[CONSIGNE 1]
Condense le paragraphe du texte sur l'affaire Gunvor qui commence par « L’ordonnance pénale contre Gunvor indique » en une version plus courte qui en conserve les faits essentiels.
[CONSIGNE 2]
Dans le texte sur l'affaire Gunvor, mets à jour tout ce qui va de « Les frères Peré » jusqu'à « des fonctionnaires équatoriens. » en remplaçant « pots-de-vin » par « commissions occultes ».

[EXTRAIT DU DOCUMENT]
-----

L’ordonnance pénale contre Gunvor indique que Nilsen Arias, responsable du commerce international chez Petroecuador, qui a récemment témoigné lors d’un retentissant procès à New York, a été directement impliqué dans la négociation et l’adjudication des deux contrats Petroecuador-PTT International Trading. Comme il l’était pour les trois autres contrats signés avec Unipec, qui ont eux aussi permis à Gunvor de récupérer intégralement les barils de brut. Selon la justice suisse, Nilsen Arias a transmis des informations confidentielles au groupe Gunvor durant la phase de négociations entre Petroecuador et les deux sociétés asiatiques. Le fonctionnaire équatorien a été chaleureusement remercié, empochant au total 7,4 millions de dollars entre février 2013 et février 2017.
Les frères Peré se sont chargés de distribuer les pots-de-vin, agissant comme une courroie de transmission entre Raymond K. et tous les fonctionnaires qui se dressent sur le chemin du pétrole équatorien. Leurs deux sociétés offshore, Energy Intelligence & Consulting Corp. et Oil Intelligence Corp., ont signé plusieurs Services Agreements (contrats d’apporteurs d’affaires) avec Gunvor Singapore, la filiale du négociant à Singapour. Entre janvier 2013 à janvier 2020, ces deux entités offshore, enregistrées dans les Iles Vierges Britanniques, ont reçu la somme astronomique de 91,8 millions de dollars mentionnée plus haut. Leurs services consistaient à faciliter la conclusion de contrats pétroliers, en utilisant une partie de cet argent pour corrompre des fonctionnaires équatoriens.

-----

[DONNÉES]
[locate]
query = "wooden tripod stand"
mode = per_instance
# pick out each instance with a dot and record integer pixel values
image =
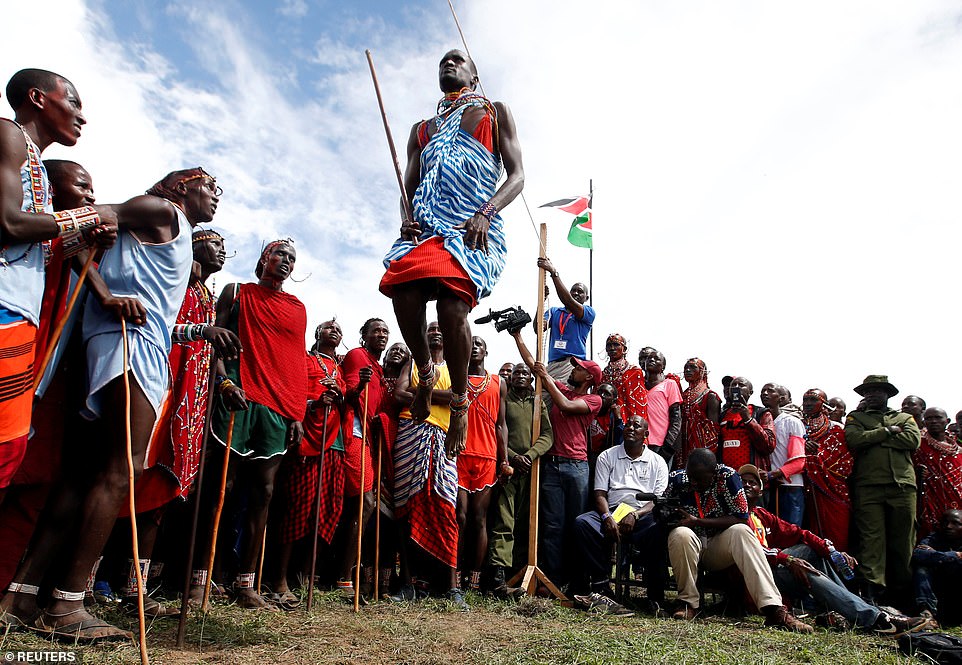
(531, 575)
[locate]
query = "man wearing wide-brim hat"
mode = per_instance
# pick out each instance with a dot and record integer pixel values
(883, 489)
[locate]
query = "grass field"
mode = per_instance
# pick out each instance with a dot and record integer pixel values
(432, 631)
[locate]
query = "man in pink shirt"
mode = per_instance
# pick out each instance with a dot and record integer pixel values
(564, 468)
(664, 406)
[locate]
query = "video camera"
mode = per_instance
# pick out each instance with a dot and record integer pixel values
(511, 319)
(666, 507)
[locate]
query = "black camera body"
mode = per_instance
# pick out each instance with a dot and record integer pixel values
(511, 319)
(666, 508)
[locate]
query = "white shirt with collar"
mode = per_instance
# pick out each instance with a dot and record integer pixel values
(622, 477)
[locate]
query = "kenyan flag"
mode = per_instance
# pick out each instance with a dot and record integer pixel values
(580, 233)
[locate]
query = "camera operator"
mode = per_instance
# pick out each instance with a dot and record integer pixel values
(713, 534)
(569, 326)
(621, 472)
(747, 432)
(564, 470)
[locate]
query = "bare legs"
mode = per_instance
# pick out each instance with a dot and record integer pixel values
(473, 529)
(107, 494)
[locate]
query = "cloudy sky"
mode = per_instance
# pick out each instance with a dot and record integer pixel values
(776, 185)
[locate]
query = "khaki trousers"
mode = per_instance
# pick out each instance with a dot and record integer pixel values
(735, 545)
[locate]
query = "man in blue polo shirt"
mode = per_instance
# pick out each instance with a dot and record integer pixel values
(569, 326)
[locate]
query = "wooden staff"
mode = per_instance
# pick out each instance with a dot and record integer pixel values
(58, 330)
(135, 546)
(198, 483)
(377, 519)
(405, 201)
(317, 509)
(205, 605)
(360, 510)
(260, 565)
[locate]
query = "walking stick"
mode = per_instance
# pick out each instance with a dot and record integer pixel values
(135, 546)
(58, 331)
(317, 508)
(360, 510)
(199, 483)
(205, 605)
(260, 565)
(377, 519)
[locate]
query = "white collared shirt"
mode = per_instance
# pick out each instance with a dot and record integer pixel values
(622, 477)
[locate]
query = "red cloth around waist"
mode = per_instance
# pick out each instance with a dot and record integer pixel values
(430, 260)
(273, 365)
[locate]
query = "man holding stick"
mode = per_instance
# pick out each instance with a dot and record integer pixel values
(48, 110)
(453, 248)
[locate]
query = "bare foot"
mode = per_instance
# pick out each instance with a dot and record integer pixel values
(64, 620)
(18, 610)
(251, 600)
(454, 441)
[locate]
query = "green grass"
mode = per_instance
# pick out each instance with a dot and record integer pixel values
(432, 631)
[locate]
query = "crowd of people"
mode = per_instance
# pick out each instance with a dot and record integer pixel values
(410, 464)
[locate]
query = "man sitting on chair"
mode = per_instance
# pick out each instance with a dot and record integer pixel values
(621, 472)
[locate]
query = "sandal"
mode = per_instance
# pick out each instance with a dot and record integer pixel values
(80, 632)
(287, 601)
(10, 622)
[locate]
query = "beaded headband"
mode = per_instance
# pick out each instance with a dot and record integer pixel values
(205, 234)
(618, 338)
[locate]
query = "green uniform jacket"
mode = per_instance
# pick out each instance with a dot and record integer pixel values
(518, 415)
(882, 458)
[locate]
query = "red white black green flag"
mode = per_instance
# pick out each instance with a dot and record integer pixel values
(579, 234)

-----

[RÉPONSE COMPLÈTE 1]
Selon l'ordonnance pénale contre Gunvor, Nilsen Arias, responsable du commerce international chez Petroecuador et témoin récent d'un procès à New York, a participé directement à la négociation et à l'adjudication des deux contrats Petroecuador-PTT International Trading et des trois contrats conclus avec Unipec. Tous ont permis à Gunvor de récupérer l'intégralité des barils de brut. D'après la justice suisse, il a transmis des informations confidentielles à Gunvor pendant les négociations entre Petroecuador et les deux sociétés asiatiques. Il a touché 7,4 millions de dollars entre février 2013 et février 2017.

[RÉPONSE COMPLÈTE 2]
Les frères Peré se sont chargés de distribuer les commissions occultes, agissant comme une courroie de transmission entre Raymond K. et tous les fonctionnaires qui se dressent sur le chemin du pétrole équatorien. Leurs deux sociétés offshore, Energy Intelligence & Consulting Corp. et Oil Intelligence Corp., ont signé plusieurs Services Agreements (contrats d’apporteurs d’affaires) avec Gunvor Singapore, la filiale du négociant à Singapour. Entre janvier 2013 à janvier 2020, ces deux entités offshore, enregistrées dans les Iles Vierges Britanniques, ont reçu la somme astronomique de 91,8 millions de dollars mentionnée plus haut. Leurs services consistaient à faciliter la conclusion de contrats pétroliers, en utilisant une partie de cet argent pour corrompre des fonctionnaires équatoriens.